[Given records]
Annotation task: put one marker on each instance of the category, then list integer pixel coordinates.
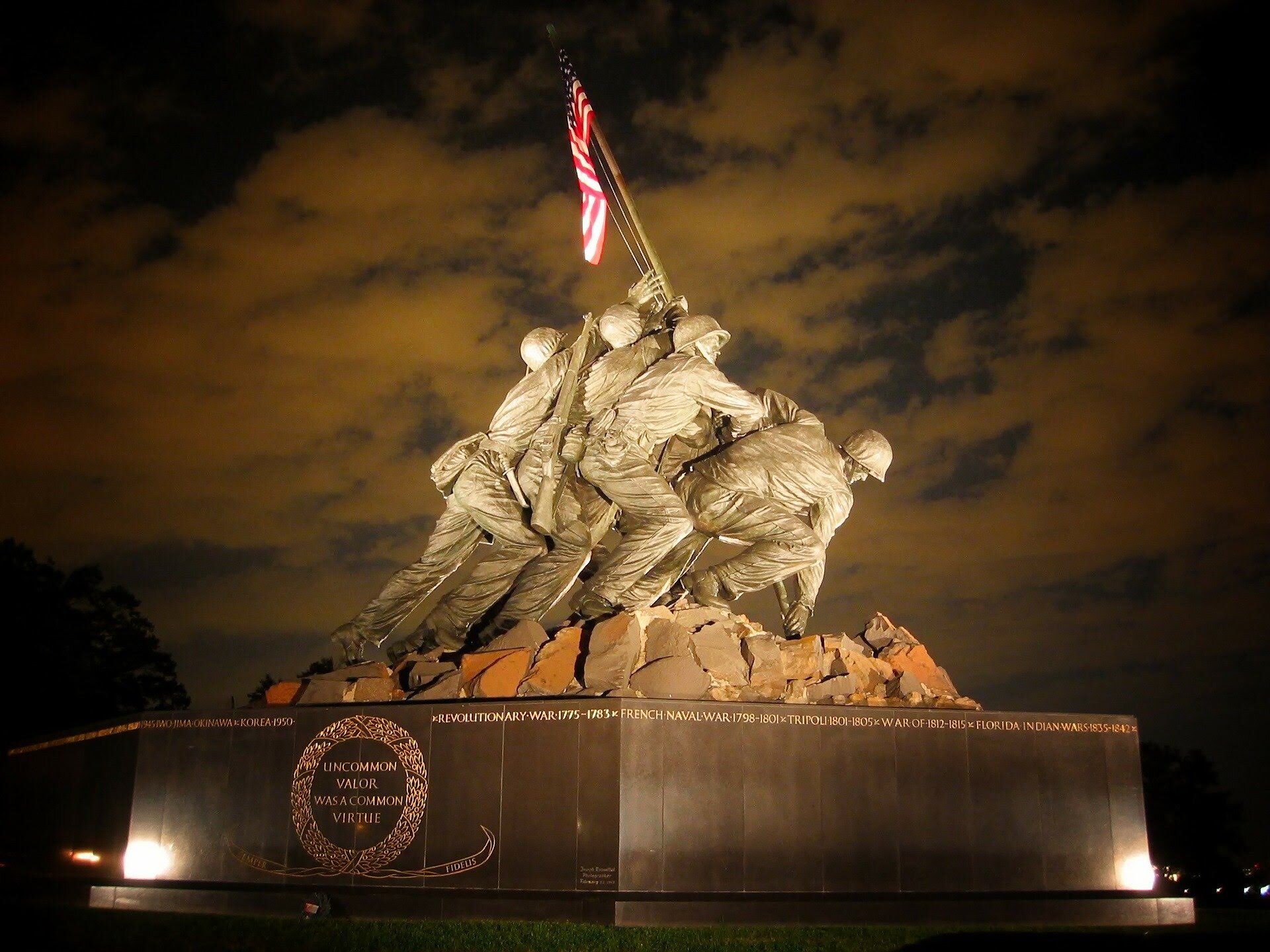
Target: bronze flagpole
(621, 194)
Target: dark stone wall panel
(596, 795)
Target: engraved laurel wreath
(316, 843)
(370, 862)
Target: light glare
(145, 859)
(1136, 873)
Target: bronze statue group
(639, 432)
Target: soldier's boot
(706, 588)
(351, 643)
(425, 640)
(588, 604)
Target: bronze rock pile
(683, 651)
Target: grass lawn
(59, 927)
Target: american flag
(595, 206)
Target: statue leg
(486, 494)
(548, 578)
(780, 542)
(454, 537)
(666, 573)
(653, 517)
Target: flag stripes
(595, 205)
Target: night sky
(261, 260)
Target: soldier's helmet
(620, 325)
(697, 328)
(539, 346)
(872, 451)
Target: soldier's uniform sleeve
(779, 409)
(526, 407)
(714, 390)
(826, 516)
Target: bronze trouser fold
(653, 517)
(482, 503)
(780, 542)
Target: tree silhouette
(79, 651)
(1191, 820)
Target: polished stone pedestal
(609, 810)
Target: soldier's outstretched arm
(718, 393)
(779, 411)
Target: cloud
(915, 218)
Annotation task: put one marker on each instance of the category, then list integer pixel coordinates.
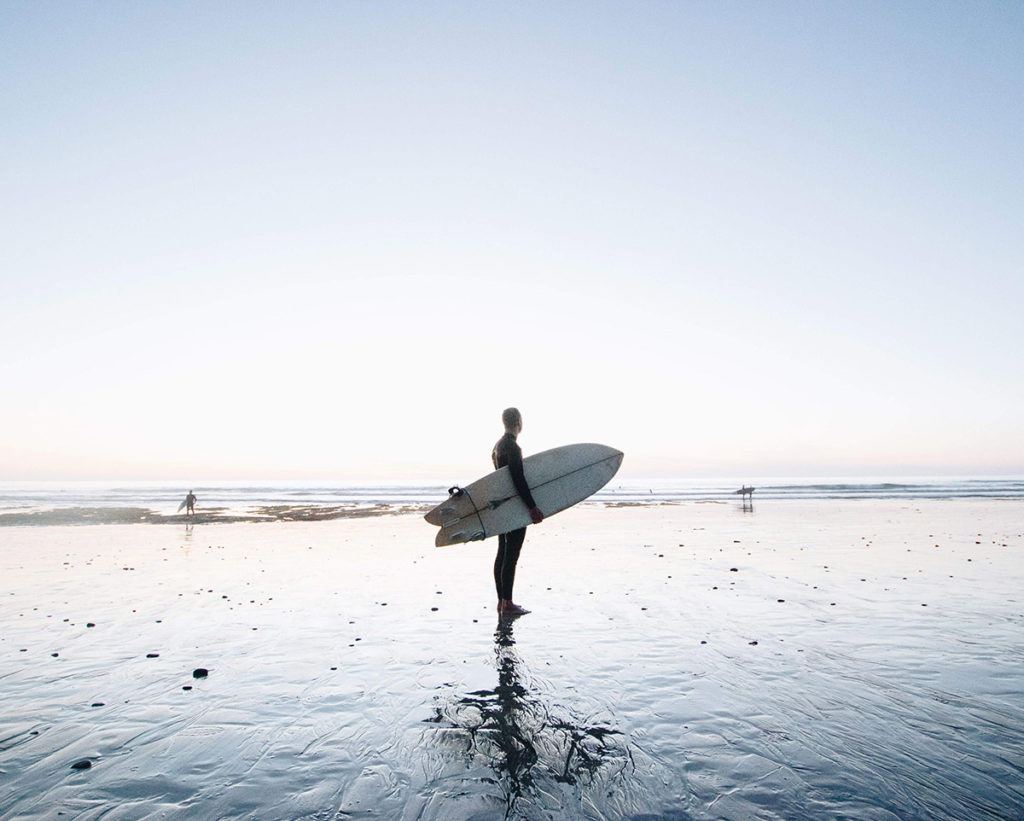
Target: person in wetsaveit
(507, 452)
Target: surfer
(507, 452)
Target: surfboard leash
(457, 491)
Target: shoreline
(809, 659)
(254, 514)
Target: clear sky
(334, 240)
[/Given records]
▶ [Problem to work on] Once the pictures are removed, set down what remains of the entries above exactly.

▶ [Finished exercise]
Annotation task: put one marker on each instance of the category, then list integer pixel coordinates.
Target: bronze flagpole
(621, 194)
Target: dark stone wall panel
(596, 795)
Target: engraved laurel wreath
(316, 843)
(370, 862)
Target: light glare
(145, 859)
(1136, 873)
Target: bronze statue group
(639, 432)
Target: soldier's boot
(706, 588)
(351, 643)
(425, 640)
(588, 604)
Target: bronze rock pile
(683, 651)
Target: grass lawn
(59, 927)
Target: american flag
(595, 206)
Target: statue leg
(486, 494)
(548, 578)
(780, 542)
(454, 537)
(666, 573)
(653, 517)
Target: flag stripes
(595, 205)
Target: night sky
(261, 260)
Target: soldier's helmet
(620, 325)
(697, 328)
(539, 346)
(872, 451)
Target: soldier's uniform sleeve
(779, 409)
(526, 407)
(714, 390)
(826, 516)
Target: bronze trouser fold
(653, 517)
(482, 503)
(780, 542)
Target: tree silhouette
(79, 651)
(1191, 820)
Target: polished stone pedestal
(609, 810)
Target: soldier's outstretched arm
(718, 393)
(779, 411)
Target: cloud
(915, 218)
Annotation task: put one marker on each instance of the category, then list integer pixel coordinates.
Target: person in wetsaveit
(507, 452)
Target: surfer
(507, 452)
Target: surfboard leash
(457, 491)
Target: shoreline
(809, 659)
(254, 514)
Target: clear sky
(334, 240)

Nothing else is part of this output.